Output exactly those lines of the data that lie between the line containing "For this drill the class indicates the green grass" and the final line, both ends counted.

-- EXTRACTED RECORDS follows --

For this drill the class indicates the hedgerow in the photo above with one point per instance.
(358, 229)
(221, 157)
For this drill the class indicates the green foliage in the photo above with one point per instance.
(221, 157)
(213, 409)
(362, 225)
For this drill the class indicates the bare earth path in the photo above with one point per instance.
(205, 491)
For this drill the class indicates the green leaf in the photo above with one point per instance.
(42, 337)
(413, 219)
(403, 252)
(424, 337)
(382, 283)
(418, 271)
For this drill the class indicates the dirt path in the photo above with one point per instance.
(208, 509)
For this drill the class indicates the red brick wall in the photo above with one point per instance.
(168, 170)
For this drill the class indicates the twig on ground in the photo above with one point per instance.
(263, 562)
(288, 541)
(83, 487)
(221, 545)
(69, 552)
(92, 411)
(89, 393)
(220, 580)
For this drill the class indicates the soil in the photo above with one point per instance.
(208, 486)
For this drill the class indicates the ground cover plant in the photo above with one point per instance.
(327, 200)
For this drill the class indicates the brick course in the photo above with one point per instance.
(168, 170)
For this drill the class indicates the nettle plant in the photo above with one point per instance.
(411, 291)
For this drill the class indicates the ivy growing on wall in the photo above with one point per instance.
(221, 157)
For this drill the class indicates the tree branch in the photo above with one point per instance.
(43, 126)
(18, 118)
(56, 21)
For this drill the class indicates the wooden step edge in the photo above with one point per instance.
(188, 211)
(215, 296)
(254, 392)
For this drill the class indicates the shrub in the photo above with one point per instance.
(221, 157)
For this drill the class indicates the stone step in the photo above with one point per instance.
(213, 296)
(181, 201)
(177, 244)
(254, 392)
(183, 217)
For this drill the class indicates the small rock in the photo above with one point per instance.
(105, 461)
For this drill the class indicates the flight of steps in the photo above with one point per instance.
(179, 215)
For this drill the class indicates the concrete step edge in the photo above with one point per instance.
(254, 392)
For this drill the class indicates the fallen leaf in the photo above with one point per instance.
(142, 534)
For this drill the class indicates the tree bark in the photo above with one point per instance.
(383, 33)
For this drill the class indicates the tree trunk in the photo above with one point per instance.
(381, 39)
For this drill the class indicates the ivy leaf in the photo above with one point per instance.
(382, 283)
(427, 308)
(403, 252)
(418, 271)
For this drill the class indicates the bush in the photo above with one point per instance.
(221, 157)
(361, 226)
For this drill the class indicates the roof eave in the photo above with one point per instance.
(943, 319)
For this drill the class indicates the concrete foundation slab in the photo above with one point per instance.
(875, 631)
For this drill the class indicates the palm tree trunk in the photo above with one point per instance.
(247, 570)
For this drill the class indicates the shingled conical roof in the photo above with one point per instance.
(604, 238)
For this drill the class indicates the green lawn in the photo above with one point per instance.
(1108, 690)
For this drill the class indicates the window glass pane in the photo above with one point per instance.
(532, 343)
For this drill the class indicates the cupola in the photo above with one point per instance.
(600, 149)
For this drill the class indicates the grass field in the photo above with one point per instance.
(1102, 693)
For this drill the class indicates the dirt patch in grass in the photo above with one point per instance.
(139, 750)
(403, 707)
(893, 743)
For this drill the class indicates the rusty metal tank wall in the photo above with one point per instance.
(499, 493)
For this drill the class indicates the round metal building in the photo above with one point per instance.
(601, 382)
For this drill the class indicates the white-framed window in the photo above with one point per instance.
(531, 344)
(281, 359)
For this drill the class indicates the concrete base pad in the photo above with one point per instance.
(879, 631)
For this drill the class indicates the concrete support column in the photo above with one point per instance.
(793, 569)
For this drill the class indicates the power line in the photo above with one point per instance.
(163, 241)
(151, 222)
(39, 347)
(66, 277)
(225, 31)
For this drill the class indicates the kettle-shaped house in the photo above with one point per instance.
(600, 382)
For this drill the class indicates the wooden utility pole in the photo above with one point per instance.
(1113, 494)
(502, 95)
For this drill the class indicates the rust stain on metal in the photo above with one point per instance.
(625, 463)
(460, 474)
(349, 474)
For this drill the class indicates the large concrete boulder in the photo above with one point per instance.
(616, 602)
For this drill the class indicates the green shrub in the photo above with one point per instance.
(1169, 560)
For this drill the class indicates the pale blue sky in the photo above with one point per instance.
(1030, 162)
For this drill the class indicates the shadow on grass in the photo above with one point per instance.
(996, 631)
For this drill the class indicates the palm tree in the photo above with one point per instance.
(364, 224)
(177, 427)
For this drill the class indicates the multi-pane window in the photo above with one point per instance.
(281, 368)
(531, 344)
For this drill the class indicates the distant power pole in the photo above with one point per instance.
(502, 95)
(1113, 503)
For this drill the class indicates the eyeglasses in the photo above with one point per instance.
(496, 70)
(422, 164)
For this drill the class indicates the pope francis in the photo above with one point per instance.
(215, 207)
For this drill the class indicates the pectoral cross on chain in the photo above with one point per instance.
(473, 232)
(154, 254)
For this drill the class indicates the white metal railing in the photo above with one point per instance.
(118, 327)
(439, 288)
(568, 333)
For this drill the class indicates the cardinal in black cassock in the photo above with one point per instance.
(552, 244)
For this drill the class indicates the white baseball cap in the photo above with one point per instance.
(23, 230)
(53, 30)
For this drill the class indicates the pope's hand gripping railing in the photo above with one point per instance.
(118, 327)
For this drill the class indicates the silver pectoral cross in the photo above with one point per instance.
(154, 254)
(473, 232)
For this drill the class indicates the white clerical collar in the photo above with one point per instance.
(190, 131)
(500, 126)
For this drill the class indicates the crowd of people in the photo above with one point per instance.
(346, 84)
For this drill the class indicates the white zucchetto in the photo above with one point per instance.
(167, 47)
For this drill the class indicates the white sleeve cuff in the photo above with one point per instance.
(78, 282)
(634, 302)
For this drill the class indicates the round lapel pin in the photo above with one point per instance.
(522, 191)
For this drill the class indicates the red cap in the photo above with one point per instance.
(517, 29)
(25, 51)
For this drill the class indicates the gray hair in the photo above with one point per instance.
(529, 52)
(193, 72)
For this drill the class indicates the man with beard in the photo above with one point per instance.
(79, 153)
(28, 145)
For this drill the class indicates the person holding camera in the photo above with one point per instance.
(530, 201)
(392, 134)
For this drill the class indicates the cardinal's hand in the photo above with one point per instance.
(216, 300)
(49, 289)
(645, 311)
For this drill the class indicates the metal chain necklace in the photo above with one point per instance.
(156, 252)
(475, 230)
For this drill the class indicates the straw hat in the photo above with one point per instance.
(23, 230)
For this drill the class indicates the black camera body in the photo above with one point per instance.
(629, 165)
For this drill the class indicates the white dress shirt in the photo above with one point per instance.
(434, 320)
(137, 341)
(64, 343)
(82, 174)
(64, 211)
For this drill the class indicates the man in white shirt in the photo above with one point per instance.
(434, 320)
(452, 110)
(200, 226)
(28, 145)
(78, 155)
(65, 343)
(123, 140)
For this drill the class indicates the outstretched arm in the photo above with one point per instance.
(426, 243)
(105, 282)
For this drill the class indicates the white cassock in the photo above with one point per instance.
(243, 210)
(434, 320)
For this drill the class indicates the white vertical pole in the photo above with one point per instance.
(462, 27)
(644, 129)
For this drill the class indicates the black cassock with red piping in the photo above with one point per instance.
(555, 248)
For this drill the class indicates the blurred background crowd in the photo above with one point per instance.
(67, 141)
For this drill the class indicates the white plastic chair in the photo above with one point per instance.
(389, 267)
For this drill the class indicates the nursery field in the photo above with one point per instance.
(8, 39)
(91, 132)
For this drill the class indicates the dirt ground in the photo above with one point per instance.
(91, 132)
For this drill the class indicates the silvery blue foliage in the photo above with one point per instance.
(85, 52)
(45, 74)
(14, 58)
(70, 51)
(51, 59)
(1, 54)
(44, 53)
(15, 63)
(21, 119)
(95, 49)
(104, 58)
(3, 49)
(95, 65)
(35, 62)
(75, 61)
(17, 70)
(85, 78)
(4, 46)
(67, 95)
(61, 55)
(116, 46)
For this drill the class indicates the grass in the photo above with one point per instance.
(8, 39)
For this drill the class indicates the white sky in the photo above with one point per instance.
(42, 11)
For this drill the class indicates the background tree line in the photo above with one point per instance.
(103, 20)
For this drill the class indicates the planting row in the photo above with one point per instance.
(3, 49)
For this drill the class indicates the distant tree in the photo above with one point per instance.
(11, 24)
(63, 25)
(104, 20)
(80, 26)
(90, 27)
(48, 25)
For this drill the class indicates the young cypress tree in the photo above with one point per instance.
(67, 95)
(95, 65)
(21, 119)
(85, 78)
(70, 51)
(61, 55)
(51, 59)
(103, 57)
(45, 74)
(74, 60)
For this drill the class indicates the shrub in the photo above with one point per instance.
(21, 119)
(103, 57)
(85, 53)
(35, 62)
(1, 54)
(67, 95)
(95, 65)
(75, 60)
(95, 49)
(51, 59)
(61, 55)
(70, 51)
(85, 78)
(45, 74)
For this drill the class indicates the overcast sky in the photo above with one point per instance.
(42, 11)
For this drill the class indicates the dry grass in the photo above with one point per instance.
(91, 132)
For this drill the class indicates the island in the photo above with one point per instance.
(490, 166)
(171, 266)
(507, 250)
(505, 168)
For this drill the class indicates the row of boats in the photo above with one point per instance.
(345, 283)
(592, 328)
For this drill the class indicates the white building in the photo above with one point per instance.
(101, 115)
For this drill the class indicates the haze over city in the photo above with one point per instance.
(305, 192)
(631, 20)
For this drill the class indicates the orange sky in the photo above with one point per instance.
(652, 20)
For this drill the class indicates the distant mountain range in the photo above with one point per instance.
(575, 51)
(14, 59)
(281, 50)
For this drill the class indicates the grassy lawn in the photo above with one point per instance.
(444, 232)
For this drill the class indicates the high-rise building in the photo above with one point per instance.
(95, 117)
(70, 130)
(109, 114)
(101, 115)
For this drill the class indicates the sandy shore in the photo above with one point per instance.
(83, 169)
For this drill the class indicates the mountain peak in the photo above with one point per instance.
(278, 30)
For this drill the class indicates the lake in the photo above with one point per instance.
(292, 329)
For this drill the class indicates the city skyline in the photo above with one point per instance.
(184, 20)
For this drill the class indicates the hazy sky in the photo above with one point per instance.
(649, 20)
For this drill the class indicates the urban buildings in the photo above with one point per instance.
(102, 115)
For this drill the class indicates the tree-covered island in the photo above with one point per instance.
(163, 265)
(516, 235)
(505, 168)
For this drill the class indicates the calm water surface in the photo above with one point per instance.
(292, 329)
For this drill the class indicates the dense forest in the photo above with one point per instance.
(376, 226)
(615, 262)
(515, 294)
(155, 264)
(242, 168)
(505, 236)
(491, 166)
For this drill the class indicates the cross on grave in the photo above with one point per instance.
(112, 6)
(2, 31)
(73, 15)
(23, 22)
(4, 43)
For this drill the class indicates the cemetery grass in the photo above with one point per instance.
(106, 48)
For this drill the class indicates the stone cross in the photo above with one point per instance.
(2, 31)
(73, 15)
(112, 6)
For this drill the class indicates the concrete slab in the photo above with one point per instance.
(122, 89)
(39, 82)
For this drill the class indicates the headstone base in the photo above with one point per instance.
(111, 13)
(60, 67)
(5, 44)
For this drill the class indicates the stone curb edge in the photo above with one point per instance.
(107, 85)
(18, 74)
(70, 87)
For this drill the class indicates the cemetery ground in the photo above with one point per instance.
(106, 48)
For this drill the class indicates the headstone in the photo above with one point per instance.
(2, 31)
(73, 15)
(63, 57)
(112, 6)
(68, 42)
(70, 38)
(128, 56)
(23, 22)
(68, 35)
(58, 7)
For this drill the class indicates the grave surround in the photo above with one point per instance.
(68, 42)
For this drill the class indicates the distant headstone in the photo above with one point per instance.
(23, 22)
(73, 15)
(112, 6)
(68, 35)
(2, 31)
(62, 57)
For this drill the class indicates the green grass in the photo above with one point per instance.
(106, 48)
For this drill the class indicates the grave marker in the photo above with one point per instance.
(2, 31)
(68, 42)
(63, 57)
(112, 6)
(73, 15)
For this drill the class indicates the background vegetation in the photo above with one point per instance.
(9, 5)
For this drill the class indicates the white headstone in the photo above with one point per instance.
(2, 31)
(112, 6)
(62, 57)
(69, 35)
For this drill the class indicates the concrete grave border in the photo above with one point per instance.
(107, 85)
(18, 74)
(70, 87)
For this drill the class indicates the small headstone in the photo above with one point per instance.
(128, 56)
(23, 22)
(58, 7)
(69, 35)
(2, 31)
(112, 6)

-- EXTRACTED RECORDS concluded --

● RESPONSE TO THIS TASK
For this drill the class indicates the green grass in the photo above with one point per instance.
(106, 48)
For this drill the class indicates the grave marker in the photo above with one point per instance.
(2, 31)
(68, 42)
(63, 57)
(112, 6)
(73, 15)
For this drill the class indicates the background vegetation in the photo above with one point per instance.
(9, 5)
For this drill the class indicates the white headstone in the photo above with one point per instance.
(2, 31)
(112, 6)
(62, 57)
(69, 35)
For this drill the class indicates the concrete grave border in the photo above with one point per instance.
(107, 85)
(18, 74)
(70, 87)
For this drill the class indicates the small headstone in the photo above with one point per instance.
(128, 56)
(23, 22)
(58, 7)
(69, 35)
(2, 31)
(112, 6)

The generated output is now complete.